• **WORK TO DO**:
Continue the passage on the PiN/NiP diode switching circuit from its last sentence.

• **READING TEXT**:
>> START

As with switching circuits 101 and 201, switching circuit 201-1 may be used for switching one of the discrete capacitors in an EVC between an ‘ON’ state and an ‘OFF’ state. One of skill in the art will recognize that the use of the PiN/NiP diode 209-1 in this embodiment is exemplary, and that the switching circuit 201-1 may include other types of circuitry that does not include the PiN/NiP diode 209-1, yet still provides some of the same advantages of the PiN/NiP diode 209-1 for switching one of the discrete capacitors in an EVC. One of skill in the art will also recognize that certain components of the driver circuit 202-1 may be replaced with other components that perform the same essential function while also greater allowing variability in other circuit parameters (e.g., voltage range, current range, and the like). One of skill in the art will also recognize that certain commonly known components have been omitted from discussion for clarity.
The PiN/NiP diode 209-1 is configured to receive an RF signal. In the exemplified embodiment, the RF signal is a high voltage RF signal (e.g., 1000 V peak amplitude, 3000 V peak amplitude, or 4000 V peak amplitude). Accordingly, a high voltage power supply (e.g., 1200 VDC for a 1000V peak amplitude RF signal) is required to reverse bias the PiN/NiP diode 209-1 and thereby turn the switching circuit 201-1 ‘OFF’. The high voltage of the high voltage power supply 219-1 can be two orders of magnitude or more greater than the low voltage of the low voltage power supply 221-1.
The high voltage power supply 219-1 is connected to the first power switch 211-1, providing a high voltage input which is to be switchably connected to the common output 207-1. A low voltage power supply 221-1 is connected to the second power switch 213-1, providing a low voltage input which is also to be switchably connected to the common output 207-1. In the configuration of the driver circuit 202-1 shown, the low voltage power supply 221-1 may supply a low voltage input which is about −5 V. Such a low voltage, with a negative polarity, is sufficient to provide a forward bias for switching the PiN/NiP diode 209-1. For other configurations of the driver circuit 202-1, a higher or lower voltage input may be used, and the low voltage input may have a positive polarity, depending upon the configuration and the type of electronic switch being controlled.
The common input signal asynchronously controls the ‘on’ and ‘off’ states of the first power switch 211-1 and the second power switch 213-1, such that when the first power switch 211-1 is in the ‘on’ state, the second power switch 213-1 is in the ‘off’ state, and similarly, when the first power switch 211-1 is in the ‘off’ state, the second power switch 213-1 is in the ‘on’ state. In this manner, the common input signal controls the first power switch 211-1 and the second power switch 213-1 to asynchronously connect the high voltage input and the low voltage input to the common output for purposes of switching the PiN/NiP diode 209-1 between the ‘ON’ state and the ‘OFF’ state.
The common input 205-1 may be configured to receive any type of appropriate control signal for the types of switches selected for the first power switch 211-1 and the second power switch 213-1, which may be, for example, a +5 V control signal.

>> END

Entries from a pointing dataset

>> START

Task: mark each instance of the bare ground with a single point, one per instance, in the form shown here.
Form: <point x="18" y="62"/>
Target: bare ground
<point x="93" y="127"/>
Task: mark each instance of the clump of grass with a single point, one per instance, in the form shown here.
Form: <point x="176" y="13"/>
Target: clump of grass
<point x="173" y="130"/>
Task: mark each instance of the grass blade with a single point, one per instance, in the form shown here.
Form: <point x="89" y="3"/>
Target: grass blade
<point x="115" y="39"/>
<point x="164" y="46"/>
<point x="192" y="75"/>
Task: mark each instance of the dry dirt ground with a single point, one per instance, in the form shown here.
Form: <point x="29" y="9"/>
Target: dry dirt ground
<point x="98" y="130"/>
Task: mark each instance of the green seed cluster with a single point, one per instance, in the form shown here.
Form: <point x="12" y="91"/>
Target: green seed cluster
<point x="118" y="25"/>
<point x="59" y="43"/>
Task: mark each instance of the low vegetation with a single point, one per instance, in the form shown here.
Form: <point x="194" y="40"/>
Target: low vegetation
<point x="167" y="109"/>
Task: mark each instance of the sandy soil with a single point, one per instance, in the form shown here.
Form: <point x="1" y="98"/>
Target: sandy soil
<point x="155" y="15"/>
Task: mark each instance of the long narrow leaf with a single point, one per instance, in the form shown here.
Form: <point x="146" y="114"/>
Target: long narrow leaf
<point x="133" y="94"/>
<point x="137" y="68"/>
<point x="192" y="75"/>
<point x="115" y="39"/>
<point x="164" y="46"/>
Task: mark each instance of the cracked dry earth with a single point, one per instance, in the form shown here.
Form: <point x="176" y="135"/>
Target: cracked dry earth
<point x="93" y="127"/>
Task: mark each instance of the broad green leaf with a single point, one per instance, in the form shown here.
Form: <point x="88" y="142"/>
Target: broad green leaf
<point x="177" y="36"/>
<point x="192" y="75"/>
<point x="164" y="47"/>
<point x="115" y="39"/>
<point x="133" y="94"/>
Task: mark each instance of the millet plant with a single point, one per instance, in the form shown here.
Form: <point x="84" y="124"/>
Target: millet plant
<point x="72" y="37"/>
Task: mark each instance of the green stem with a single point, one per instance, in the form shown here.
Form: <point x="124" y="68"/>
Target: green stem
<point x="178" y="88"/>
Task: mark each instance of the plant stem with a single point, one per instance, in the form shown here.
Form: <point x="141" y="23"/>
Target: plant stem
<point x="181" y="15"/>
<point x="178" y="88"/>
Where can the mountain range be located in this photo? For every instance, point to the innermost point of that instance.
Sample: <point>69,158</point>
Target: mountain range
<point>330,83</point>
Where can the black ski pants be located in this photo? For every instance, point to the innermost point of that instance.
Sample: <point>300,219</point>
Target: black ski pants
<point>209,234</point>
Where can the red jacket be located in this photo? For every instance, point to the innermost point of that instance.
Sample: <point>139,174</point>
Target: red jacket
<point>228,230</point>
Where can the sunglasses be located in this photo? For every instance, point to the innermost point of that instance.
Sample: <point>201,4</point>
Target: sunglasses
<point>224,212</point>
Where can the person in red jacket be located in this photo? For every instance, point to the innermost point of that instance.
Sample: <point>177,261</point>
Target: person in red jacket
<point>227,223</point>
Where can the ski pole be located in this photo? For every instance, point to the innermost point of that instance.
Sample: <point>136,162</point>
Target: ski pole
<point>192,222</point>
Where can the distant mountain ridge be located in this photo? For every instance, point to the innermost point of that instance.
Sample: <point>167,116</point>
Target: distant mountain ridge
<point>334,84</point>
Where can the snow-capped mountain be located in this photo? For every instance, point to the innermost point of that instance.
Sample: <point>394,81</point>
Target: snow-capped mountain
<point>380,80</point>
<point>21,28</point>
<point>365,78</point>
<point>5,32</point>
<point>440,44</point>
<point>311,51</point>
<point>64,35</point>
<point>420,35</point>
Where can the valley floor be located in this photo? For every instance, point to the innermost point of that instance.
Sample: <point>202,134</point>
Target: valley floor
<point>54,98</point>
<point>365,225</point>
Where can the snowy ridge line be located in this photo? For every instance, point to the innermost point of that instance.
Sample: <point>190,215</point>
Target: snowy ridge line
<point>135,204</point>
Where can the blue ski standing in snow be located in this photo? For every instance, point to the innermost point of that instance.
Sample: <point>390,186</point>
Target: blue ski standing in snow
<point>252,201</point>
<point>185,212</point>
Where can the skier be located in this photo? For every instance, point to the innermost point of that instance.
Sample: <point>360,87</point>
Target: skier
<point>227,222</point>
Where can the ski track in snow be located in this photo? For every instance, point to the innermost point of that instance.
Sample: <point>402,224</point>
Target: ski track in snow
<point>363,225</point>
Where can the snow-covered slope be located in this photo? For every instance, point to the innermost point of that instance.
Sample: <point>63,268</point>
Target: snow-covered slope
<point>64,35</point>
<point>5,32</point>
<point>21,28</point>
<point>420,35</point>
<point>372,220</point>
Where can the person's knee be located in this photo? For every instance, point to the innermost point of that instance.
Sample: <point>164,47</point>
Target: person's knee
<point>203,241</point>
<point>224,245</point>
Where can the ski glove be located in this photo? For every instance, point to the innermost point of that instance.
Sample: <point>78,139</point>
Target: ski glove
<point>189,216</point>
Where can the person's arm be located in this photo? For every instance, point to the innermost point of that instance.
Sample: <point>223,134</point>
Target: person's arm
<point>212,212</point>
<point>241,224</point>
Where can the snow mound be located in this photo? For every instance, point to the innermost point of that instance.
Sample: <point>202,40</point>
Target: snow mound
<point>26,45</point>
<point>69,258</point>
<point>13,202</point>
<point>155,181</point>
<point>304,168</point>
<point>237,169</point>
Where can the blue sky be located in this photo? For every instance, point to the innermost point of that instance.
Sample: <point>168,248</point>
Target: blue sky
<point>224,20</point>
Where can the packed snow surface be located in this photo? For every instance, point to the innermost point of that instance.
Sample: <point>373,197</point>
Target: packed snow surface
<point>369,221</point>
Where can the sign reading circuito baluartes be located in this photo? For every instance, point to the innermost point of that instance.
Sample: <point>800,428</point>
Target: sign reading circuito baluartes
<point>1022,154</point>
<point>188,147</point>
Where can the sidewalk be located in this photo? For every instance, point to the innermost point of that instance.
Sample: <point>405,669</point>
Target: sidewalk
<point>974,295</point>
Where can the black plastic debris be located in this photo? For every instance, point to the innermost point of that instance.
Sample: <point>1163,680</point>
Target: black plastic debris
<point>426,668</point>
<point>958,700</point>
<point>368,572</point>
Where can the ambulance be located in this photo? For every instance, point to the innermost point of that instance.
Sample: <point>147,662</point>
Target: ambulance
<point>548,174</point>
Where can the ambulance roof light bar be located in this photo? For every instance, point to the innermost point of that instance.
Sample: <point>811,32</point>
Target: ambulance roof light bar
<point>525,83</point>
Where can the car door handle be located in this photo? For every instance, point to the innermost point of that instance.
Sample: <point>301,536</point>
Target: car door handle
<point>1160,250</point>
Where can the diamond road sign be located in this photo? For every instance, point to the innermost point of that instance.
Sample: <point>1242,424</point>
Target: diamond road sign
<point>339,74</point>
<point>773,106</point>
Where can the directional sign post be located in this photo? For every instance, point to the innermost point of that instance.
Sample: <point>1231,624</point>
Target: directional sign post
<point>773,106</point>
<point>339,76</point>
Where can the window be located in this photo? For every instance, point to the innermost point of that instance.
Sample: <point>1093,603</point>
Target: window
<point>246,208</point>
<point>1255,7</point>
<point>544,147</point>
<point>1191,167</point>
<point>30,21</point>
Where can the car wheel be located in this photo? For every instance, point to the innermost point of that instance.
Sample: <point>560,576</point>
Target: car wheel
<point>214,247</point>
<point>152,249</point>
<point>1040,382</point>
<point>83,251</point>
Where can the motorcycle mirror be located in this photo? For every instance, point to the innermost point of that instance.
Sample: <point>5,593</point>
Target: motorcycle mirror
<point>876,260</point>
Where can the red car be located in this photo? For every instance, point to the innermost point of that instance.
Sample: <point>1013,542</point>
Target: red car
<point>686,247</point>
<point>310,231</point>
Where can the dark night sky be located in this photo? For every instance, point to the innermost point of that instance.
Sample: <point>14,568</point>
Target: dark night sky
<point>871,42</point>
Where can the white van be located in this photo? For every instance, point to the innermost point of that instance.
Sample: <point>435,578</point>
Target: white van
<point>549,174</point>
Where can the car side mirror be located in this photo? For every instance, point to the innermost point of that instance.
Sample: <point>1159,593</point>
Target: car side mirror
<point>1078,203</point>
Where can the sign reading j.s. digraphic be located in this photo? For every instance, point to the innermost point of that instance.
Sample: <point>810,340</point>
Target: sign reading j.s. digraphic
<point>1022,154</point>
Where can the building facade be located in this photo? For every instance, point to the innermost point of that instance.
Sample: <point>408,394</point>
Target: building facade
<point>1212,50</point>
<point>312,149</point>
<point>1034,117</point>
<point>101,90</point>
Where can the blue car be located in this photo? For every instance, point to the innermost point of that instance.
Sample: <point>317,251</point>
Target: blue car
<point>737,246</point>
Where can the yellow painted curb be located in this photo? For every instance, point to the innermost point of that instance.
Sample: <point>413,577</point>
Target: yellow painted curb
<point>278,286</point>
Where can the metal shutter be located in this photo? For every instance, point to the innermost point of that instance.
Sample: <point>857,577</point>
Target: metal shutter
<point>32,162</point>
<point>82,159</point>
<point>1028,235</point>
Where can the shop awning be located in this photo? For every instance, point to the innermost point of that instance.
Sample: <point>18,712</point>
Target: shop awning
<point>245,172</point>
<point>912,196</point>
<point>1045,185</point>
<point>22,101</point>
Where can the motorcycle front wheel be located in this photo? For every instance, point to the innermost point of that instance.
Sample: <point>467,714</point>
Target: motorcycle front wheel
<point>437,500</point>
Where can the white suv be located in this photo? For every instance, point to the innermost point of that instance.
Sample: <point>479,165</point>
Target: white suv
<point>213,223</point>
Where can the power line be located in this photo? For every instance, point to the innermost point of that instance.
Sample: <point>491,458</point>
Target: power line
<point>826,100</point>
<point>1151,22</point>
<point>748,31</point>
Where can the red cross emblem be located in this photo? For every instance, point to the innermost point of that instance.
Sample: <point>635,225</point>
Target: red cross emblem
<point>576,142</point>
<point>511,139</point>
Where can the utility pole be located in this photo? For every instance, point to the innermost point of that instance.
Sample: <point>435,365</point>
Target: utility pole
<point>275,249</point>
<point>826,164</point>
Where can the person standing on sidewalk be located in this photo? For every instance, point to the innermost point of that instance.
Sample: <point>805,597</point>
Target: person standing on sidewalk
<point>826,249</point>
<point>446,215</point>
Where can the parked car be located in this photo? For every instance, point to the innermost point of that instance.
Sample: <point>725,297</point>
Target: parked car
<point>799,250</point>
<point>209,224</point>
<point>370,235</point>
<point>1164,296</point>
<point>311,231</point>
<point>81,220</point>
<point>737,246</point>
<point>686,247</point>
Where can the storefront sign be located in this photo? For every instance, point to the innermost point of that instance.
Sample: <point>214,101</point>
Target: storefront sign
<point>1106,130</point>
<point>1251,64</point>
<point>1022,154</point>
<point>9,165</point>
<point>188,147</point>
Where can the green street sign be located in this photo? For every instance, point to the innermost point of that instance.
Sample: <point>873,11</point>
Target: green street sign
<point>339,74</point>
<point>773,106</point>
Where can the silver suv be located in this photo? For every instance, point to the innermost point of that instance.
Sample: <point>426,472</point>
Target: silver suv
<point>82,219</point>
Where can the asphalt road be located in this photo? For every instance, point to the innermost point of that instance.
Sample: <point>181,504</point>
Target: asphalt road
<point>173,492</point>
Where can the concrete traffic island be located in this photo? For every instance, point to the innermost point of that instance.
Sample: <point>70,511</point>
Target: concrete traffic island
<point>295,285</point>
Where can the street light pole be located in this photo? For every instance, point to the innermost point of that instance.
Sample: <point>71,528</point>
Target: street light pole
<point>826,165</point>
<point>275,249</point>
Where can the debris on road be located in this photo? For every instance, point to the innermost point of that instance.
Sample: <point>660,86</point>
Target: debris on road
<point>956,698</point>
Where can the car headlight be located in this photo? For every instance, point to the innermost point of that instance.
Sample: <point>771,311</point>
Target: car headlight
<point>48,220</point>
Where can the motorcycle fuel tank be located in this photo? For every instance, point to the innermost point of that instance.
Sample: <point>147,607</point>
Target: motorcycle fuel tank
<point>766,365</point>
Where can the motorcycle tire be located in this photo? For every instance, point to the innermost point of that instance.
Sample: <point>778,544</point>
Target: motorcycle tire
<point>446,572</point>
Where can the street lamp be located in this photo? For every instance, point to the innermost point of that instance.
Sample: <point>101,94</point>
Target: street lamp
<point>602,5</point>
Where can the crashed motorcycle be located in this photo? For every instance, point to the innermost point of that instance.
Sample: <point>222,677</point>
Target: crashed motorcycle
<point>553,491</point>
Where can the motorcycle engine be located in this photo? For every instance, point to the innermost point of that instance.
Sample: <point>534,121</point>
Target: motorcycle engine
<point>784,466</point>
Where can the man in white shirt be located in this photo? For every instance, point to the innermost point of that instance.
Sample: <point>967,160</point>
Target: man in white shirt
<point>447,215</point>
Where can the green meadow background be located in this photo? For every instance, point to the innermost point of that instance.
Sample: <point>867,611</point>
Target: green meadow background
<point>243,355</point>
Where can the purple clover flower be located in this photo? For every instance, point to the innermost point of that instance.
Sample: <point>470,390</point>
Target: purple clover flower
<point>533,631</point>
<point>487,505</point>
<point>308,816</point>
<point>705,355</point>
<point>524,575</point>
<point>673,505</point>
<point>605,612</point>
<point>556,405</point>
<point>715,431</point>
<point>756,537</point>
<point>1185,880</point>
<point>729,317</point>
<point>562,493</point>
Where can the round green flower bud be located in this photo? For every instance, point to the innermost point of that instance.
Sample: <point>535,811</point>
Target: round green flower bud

>> END

• **SOLVED EXERCISE**:
The switching circuit 201-1 has design features which make it particularly useful for switching between a high voltage input and a low voltage input on the common output quickly and without the need to float the drive circuit, with respect to the high voltage input, or require use of special gate charging circuits due to isolation of the input signal from the high voltage input. Another advantage of the switching circuit 201-1 is that it can provide the ability to switch the common output between voltage modes quickly, within the time frame of about 5 μsec or less. The simplicity of the switching circuit 201-1 should considerably reduce manufacturing costs, especially when compared to other circuits performing similar functionality, and it should also significantly reduce space requirements for the circuit, and again, especially as compared to other circuits performing similar functionality. These advantages make the switching circuit 201-1 particularly advantageous with the incorporated PiN/NiP diode 209-1.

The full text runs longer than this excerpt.